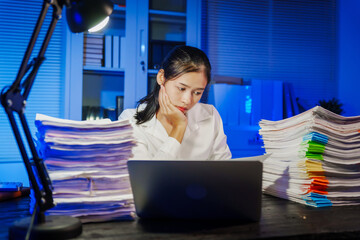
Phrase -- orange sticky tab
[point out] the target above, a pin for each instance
(319, 192)
(320, 180)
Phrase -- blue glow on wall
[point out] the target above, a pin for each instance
(248, 103)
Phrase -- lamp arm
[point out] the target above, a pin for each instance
(14, 100)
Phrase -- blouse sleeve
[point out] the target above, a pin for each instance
(221, 150)
(167, 151)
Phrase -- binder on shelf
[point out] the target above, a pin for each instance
(122, 50)
(116, 52)
(108, 51)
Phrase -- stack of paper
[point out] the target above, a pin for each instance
(315, 158)
(86, 161)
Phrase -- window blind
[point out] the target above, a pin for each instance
(17, 21)
(289, 40)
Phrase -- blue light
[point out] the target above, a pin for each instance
(248, 103)
(78, 18)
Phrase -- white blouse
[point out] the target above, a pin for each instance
(204, 137)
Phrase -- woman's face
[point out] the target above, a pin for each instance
(186, 90)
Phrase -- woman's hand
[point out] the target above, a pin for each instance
(174, 116)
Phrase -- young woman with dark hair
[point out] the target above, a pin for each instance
(170, 123)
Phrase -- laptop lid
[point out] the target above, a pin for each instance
(191, 189)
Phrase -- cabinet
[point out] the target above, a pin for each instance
(100, 83)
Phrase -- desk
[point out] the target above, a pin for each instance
(280, 219)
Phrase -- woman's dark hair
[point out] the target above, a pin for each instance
(180, 60)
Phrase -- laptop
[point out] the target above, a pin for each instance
(195, 189)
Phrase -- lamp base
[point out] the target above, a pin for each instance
(55, 227)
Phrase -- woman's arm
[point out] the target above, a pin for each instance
(174, 116)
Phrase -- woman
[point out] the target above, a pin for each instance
(170, 123)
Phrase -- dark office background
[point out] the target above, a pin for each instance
(311, 45)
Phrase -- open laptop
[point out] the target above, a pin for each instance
(192, 189)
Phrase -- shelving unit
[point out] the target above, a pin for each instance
(103, 82)
(139, 35)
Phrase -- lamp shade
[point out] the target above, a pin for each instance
(82, 15)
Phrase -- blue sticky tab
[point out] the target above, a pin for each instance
(316, 137)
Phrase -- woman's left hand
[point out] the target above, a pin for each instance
(173, 114)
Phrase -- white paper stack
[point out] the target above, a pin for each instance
(86, 161)
(315, 158)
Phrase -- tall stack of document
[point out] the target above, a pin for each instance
(315, 158)
(87, 161)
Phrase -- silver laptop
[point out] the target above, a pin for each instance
(194, 189)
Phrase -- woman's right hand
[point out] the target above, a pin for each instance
(174, 116)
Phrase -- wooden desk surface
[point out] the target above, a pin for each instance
(280, 219)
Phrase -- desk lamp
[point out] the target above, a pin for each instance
(81, 15)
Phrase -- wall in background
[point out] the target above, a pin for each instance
(349, 55)
(47, 94)
(291, 41)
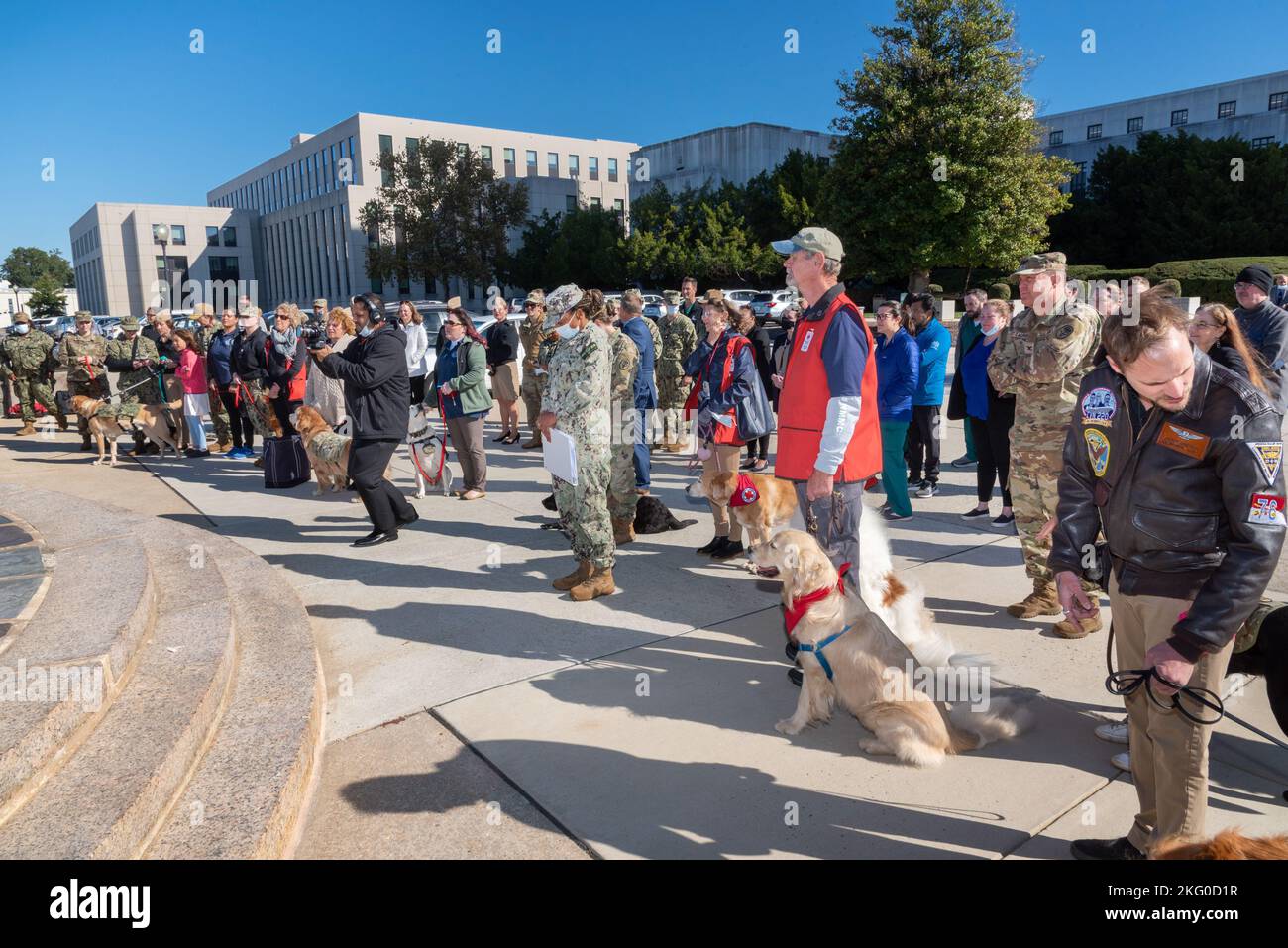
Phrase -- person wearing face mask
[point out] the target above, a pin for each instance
(27, 360)
(679, 340)
(988, 415)
(578, 403)
(376, 394)
(1193, 513)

WORK TO DO:
Render the rows above as a two-column CSV with the headers "prompt" and "points", one line for each row, placing its text and its answer each in a single quoted field with line breaks replaced by spaces and omitting the pictures. Include every row.

FINAL RESULT:
prompt,points
"Phrase -- orange sticky tab [point out] the target above, a pin for each instance","(319, 192) (320, 180)"
"Phrase -- blue glow on wall [point out] the target above, a pin for each instance","(248, 103)"
"Phrase -- lamp arm [point out] the target above, a pin for each instance","(14, 100)"
"Phrase -- blouse sleeve [point out] the target above, a pin for each instance","(221, 150) (167, 151)"
"Phrase -- binder on shelf [point out] the target above, a pin for each instance","(122, 50) (116, 52) (108, 51)"
"Phrase -- stack of paper [point out] the target above, a pin for each instance","(315, 158) (86, 161)"
"Phrase -- window blind [point out] the target above, a pin for each instance","(17, 21) (289, 40)"
"Phrase -- blue light [point out] the target above, a pin for each instance","(248, 103) (78, 18)"
"Phrase -- white blouse [point out] the target above, a pin for each instance","(204, 137)"
"Phrase -- woman's face [point out] the target above, a pin for each instance","(186, 90)"
"Phrase -- woman's hand [point out] the target above, a pin for each instance","(174, 116)"
"Phrase -- young woman with dark hair [point out] the target above, a pin for each instance","(170, 123)"
"Phrase -- laptop lid [point out] the target above, a pin for each instance","(191, 189)"
"Phrase -- cabinet [point out] the target above, a pin for each instance","(100, 83)"
"Phrase -- desk [point out] the target above, a pin for each instance","(280, 219)"
"Phrase -- woman's dark hair [point out] the target above, a pin for each instance","(180, 60)"
"Phrase -- laptop [point out] the target above, a pin for each instance","(195, 189)"
"Phrase -- lamp base [point out] the target above, a pin for each instance","(55, 227)"
"Phrase -- woman's arm [point out] the target above, a pin for each instance","(174, 116)"
"Phrase -- woman [point out] the target above, a pin for each instance","(170, 123)"
"Phrase -- dark office background [point out] the target above, a pin for each instance","(311, 45)"
"Phrase -- open laptop [point out] the target above, a pin for each instance","(192, 189)"
"Phrase -- shelving unit [point out] the target above, a pin for each instance","(103, 82) (139, 35)"
"Phrase -- lamp shade [point out] the target above, a pin for each instance","(82, 15)"
"Phrase -- blue sticky tab [point out] the target above, a pin for each instance","(316, 137)"
"Phrase -- woman's left hand [point out] the target above, a pin for each instance","(173, 114)"
"Phrase -- white paper stack [point out] the target above, a pin for each instance","(86, 161) (315, 158)"
"Phrase -- tall stack of document [point out] the target above, a pin for each instance","(315, 158) (87, 161)"
"Phrase -- silver laptop [point out] the target above, a pin for each instance","(194, 189)"
"Phrase -- woman's right hand [point out] the target above, a pin for each instance","(174, 116)"
"Phrase -- wooden desk surface [point out] the target above, a pin for each instance","(280, 219)"
"Phrase -- desk lamp [point out] the target above, a pin for each instance","(81, 15)"
"Phrase -- wall in background [point out] the target above, a pin for each instance","(349, 55) (47, 94) (291, 41)"
"Phrase -- person wearing face mask [point out] the target above, a pin for each instance","(27, 360) (679, 340) (988, 415) (578, 403) (376, 394) (1193, 513)"